[CHALLENGE]
Could you repeat, word for word, every line from the one containing "Locate the grass clump" through the final line of the records below, and nothing else?

(Items from a data source)

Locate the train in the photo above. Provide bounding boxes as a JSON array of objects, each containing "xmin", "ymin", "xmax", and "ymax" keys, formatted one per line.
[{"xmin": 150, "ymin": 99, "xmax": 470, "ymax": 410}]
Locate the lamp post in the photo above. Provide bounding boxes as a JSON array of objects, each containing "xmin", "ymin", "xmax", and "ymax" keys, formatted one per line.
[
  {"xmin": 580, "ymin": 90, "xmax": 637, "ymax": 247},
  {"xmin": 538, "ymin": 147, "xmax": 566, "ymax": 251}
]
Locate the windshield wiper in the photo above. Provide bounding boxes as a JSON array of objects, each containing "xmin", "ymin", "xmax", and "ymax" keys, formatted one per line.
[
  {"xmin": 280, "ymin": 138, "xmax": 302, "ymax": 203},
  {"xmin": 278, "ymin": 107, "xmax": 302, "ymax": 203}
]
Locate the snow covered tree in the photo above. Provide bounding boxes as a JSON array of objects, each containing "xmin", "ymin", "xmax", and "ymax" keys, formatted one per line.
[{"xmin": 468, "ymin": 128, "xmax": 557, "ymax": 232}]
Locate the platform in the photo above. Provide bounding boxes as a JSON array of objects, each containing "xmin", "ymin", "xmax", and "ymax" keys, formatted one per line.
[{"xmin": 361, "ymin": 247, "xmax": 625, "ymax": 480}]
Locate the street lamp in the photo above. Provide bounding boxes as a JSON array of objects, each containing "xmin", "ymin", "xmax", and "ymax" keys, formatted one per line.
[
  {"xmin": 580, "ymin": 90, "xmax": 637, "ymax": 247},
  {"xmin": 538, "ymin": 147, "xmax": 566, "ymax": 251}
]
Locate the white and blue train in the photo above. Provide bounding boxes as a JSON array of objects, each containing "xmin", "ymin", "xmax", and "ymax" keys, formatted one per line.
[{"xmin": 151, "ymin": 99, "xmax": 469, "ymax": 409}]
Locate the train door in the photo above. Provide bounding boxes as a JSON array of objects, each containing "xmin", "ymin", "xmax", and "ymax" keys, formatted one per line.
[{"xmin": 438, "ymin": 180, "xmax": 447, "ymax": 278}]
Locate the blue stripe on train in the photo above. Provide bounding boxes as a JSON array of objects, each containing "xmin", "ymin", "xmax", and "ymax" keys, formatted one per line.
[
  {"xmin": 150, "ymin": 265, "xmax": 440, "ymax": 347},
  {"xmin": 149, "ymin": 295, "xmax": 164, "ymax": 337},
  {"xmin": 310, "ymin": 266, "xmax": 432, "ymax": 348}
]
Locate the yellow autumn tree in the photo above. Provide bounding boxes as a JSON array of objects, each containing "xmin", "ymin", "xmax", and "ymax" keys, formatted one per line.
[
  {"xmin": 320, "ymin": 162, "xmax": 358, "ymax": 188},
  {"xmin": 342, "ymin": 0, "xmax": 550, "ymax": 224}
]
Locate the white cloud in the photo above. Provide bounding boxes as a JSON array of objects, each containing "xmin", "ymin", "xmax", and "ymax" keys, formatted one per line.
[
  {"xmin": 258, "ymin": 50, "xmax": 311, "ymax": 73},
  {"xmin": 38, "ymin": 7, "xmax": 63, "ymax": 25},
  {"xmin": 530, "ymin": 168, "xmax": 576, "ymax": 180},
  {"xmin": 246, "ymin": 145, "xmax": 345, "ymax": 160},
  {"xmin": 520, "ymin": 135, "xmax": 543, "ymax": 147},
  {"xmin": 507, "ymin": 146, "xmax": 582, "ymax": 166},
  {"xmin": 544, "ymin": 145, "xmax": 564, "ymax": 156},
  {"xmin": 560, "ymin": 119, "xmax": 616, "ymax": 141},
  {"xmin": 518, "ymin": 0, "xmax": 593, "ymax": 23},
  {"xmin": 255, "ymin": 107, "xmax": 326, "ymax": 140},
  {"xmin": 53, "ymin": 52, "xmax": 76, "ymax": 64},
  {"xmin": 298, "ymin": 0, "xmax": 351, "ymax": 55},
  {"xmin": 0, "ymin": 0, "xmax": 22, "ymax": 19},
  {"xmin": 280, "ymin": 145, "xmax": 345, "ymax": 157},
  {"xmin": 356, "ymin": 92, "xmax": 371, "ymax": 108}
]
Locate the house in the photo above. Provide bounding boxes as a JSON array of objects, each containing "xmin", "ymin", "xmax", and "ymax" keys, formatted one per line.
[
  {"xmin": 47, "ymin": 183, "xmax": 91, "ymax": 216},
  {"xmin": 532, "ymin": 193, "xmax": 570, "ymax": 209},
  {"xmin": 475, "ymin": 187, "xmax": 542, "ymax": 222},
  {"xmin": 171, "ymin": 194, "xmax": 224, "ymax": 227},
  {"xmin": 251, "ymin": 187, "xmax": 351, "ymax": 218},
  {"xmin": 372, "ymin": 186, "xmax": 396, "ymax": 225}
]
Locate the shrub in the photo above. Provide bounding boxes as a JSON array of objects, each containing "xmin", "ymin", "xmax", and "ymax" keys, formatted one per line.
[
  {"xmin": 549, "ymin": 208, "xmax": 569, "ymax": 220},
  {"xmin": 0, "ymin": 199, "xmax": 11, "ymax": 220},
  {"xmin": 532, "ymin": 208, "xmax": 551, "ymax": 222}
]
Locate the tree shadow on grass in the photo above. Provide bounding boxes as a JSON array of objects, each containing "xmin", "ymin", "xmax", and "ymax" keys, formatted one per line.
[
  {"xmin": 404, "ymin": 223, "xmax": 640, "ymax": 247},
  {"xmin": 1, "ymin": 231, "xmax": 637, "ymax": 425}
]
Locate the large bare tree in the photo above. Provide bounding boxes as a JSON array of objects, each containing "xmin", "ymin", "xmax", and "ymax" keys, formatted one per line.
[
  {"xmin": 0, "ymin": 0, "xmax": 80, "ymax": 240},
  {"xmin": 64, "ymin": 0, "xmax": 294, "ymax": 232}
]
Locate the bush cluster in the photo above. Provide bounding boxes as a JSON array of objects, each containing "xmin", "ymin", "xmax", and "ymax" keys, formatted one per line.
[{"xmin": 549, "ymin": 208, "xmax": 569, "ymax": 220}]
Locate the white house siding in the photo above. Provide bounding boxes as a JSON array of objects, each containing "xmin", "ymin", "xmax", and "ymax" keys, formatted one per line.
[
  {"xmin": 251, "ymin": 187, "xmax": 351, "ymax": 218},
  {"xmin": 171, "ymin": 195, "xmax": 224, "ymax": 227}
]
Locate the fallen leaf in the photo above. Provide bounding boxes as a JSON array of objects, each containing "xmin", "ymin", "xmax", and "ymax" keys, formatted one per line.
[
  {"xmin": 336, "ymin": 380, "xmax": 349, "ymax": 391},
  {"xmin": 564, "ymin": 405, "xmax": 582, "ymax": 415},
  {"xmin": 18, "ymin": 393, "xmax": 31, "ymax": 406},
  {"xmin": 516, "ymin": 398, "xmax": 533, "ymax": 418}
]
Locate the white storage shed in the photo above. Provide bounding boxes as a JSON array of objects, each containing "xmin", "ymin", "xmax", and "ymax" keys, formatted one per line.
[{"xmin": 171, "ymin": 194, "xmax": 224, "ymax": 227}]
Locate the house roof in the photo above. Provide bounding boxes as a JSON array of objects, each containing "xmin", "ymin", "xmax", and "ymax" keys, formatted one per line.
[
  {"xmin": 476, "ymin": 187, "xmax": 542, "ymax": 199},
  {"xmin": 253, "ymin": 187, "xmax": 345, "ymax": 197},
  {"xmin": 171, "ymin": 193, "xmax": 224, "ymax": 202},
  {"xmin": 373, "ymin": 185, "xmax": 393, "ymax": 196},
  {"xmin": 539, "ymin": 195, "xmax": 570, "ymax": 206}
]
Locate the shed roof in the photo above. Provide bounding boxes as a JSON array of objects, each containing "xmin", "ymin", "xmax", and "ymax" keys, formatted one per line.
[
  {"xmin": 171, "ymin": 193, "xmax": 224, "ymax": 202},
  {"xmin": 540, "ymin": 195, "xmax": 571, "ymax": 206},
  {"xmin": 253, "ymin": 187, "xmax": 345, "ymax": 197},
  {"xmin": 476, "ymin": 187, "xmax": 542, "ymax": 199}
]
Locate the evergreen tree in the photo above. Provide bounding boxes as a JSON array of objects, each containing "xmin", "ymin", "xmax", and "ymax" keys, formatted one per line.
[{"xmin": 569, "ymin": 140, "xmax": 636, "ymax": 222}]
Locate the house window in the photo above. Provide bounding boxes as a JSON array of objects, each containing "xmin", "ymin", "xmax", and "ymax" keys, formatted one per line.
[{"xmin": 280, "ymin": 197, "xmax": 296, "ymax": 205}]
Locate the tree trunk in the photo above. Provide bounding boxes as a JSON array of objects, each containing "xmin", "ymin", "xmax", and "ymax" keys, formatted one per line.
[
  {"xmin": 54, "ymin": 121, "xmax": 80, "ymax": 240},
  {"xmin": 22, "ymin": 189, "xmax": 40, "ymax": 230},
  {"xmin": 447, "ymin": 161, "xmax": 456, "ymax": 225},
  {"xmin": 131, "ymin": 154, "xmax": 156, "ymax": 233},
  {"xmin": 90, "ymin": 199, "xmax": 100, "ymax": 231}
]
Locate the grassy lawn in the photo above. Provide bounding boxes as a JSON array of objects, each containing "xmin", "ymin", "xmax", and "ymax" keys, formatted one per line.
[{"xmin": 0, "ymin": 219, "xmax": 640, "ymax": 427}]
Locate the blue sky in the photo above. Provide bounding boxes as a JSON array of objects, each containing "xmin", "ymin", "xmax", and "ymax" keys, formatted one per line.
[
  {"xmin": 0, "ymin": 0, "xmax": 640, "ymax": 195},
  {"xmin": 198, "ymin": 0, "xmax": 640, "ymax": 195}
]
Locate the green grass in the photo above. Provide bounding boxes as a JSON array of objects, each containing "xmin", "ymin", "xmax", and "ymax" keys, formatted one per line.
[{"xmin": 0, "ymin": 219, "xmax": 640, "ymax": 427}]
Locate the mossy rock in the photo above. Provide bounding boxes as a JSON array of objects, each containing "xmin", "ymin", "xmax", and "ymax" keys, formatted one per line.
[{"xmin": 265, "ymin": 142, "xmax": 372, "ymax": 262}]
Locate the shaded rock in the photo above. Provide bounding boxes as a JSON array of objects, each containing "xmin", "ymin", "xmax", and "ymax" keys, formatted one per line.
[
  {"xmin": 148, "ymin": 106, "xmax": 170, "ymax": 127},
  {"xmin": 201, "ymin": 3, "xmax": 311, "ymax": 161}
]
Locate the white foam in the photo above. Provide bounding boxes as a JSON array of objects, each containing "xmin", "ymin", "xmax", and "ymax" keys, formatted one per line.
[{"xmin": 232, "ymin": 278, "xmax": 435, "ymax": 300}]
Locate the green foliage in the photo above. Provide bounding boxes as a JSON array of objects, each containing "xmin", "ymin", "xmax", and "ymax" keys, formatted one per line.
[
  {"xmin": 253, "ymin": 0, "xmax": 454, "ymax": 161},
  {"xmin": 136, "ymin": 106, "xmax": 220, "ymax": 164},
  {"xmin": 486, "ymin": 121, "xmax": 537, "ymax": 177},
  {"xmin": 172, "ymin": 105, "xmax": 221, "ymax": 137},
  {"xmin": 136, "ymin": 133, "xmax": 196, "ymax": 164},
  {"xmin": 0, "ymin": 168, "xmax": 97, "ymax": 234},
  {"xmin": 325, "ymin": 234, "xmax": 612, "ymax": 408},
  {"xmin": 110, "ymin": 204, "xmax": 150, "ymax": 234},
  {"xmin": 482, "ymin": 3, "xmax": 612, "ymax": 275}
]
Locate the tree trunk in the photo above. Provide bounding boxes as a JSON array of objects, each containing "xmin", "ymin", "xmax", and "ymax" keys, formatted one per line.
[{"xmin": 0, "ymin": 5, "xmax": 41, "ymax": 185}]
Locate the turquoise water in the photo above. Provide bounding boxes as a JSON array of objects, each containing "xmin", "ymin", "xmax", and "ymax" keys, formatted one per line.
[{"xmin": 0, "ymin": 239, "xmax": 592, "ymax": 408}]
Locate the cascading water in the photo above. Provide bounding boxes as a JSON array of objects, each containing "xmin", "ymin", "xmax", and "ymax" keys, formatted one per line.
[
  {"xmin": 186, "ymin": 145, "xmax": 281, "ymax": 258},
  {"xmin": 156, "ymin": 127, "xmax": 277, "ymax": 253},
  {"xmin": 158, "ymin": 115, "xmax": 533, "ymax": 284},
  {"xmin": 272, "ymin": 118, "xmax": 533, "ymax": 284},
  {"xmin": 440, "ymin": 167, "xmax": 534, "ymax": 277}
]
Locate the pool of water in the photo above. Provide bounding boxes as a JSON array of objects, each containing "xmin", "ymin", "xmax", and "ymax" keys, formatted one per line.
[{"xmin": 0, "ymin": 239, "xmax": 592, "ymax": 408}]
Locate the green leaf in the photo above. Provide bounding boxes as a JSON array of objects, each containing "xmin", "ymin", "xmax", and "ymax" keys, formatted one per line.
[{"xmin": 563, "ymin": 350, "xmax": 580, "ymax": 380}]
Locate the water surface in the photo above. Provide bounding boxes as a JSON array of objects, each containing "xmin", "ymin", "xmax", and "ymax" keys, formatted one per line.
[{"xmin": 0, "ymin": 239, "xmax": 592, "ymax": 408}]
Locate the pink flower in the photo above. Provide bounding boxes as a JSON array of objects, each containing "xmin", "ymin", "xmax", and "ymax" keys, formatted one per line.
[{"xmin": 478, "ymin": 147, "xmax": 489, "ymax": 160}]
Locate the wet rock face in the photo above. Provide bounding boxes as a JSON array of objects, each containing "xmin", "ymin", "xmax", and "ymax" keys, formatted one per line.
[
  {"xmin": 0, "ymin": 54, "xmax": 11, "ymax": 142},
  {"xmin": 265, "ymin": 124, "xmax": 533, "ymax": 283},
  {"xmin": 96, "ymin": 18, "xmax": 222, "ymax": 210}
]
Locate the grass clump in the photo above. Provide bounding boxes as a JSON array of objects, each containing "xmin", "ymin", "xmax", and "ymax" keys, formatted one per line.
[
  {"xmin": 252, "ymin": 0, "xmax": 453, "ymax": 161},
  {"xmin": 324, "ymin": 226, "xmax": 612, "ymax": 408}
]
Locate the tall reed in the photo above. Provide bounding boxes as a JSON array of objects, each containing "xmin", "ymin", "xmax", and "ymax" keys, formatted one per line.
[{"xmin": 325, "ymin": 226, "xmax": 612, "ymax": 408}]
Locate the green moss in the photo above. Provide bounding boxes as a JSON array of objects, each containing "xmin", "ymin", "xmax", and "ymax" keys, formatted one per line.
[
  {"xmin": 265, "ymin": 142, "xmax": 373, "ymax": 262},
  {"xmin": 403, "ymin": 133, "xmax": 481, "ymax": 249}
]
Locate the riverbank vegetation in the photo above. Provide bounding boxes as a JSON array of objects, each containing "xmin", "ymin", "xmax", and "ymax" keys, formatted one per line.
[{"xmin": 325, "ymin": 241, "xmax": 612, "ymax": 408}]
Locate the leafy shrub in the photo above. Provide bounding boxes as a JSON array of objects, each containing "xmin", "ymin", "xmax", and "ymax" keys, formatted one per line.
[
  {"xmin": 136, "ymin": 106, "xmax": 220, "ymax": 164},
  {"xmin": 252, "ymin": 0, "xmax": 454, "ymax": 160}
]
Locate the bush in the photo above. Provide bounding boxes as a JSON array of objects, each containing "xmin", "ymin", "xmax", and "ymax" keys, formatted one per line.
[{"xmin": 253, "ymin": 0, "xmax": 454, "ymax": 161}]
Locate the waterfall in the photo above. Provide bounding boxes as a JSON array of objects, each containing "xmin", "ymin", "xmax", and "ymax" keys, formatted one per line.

[EXERCISE RESPONSE]
Locate the grass clump in the photo above. Provide bounding boxes as a JSON array of objects, each containing "xmin", "ymin", "xmax", and "ymax" keys, formatted one per line.
[
  {"xmin": 252, "ymin": 0, "xmax": 453, "ymax": 161},
  {"xmin": 324, "ymin": 226, "xmax": 612, "ymax": 408}
]
Locate the tall reed in the photo above. Provide bounding boxes as a JSON array of objects, each containing "xmin", "ymin", "xmax", and "ymax" keys, formatted one per line.
[{"xmin": 325, "ymin": 226, "xmax": 612, "ymax": 408}]
Locate the green moss in the photo above. Provide bounding boxes as a JSON array of objects, each containing "xmin", "ymin", "xmax", and "ymax" keys, formatted one per line.
[
  {"xmin": 265, "ymin": 142, "xmax": 373, "ymax": 262},
  {"xmin": 403, "ymin": 133, "xmax": 481, "ymax": 249}
]
Locate the riverbank vegetation in the photo above. Provide bounding boxes as a JSON array of objects, each containing "xmin", "ymin", "xmax", and "ymax" keys, formatted one per line.
[{"xmin": 325, "ymin": 241, "xmax": 612, "ymax": 408}]
Locate the leafy shrub in the photo above. Provide bounding boxes as a JSON array of objects, each containing "xmin", "ymin", "xmax", and "ymax" keys, formatted one per line.
[
  {"xmin": 136, "ymin": 106, "xmax": 220, "ymax": 164},
  {"xmin": 252, "ymin": 0, "xmax": 454, "ymax": 160}
]
Locate the bush in the photo above. Provide bounding boxes as a JSON array of objects, each containing "xmin", "ymin", "xmax", and "ymax" keys, formatted one per line.
[{"xmin": 253, "ymin": 0, "xmax": 454, "ymax": 161}]
Locate the waterfall in the photo above. Provide bounding boxes as a JSON array of objects, each containing "xmin", "ymin", "xmax", and "ymax" keys, formatted one per line.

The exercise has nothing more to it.